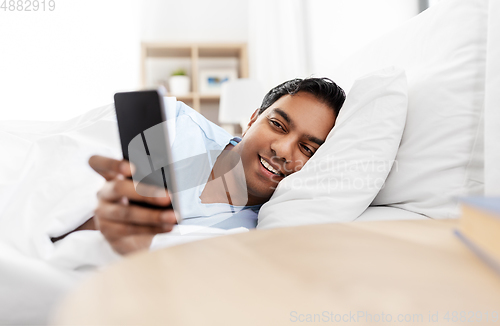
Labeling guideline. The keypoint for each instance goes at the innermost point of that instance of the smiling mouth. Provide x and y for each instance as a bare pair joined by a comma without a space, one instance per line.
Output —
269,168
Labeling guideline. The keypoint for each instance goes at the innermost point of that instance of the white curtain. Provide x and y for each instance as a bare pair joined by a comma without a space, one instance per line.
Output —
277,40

• • • • •

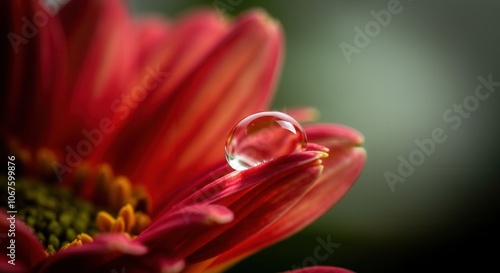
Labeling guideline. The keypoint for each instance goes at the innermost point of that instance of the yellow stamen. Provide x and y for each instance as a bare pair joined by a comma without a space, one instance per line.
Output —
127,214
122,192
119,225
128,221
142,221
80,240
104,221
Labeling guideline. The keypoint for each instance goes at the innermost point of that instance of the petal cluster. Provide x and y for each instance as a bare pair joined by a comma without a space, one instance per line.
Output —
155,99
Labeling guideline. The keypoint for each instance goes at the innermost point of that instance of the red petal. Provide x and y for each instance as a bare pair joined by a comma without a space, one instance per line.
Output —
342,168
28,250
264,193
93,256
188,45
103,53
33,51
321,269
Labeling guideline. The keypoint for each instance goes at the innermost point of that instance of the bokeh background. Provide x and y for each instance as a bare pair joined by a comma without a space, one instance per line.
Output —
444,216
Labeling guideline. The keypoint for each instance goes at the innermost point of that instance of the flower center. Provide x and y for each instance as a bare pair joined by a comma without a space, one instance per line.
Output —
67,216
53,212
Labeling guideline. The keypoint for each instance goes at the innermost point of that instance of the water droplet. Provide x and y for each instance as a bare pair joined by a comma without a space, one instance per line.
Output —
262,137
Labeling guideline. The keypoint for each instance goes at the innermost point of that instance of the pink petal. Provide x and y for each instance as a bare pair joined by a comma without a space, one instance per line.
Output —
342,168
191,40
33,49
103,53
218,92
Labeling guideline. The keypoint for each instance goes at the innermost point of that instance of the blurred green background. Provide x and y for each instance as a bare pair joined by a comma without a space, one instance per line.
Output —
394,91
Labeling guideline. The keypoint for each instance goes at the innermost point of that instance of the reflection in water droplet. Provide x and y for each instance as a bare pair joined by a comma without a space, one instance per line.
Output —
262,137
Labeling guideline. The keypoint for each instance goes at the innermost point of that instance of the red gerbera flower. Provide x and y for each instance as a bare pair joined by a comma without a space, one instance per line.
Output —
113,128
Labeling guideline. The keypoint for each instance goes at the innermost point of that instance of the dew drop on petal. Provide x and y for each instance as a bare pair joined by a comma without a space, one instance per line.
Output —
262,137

• • • • •

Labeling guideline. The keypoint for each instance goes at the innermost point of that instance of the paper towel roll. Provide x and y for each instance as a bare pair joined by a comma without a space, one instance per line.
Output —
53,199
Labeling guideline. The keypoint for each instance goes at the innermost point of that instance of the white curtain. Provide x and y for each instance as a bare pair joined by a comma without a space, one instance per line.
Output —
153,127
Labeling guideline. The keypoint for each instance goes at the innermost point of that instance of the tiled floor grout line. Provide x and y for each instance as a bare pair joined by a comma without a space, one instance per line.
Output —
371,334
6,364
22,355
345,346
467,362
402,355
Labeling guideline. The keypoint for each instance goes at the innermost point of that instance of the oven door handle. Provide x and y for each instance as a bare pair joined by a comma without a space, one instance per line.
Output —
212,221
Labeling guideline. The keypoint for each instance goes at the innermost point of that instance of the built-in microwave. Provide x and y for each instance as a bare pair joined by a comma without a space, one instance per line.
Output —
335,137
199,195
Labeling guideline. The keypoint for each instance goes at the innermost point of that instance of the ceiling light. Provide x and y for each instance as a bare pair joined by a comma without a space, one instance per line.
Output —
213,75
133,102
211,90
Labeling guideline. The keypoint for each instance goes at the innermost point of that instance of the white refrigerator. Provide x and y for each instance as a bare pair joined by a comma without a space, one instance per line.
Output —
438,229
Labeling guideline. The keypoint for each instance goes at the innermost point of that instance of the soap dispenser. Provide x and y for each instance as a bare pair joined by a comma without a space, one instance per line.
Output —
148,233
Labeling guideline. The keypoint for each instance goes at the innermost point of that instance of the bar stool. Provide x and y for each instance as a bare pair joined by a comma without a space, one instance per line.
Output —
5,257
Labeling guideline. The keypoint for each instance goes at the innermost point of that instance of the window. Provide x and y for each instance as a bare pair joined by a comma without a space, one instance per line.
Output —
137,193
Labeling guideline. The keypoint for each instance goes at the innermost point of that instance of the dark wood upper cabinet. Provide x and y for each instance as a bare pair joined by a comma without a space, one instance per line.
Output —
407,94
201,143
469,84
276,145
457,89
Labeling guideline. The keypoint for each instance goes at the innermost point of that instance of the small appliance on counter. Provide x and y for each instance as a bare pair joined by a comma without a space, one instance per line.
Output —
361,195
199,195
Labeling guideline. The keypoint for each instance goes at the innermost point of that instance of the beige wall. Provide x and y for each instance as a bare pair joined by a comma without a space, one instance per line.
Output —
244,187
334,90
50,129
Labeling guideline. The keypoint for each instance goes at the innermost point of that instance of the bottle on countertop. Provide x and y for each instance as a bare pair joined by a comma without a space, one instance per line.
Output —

• • • • •

# THE EXERCISE
Count the lines above that contain the word "flower", treating uppercase and lowercase as different. Reply with the number only.

# SOLUTION TO THIS TASK
2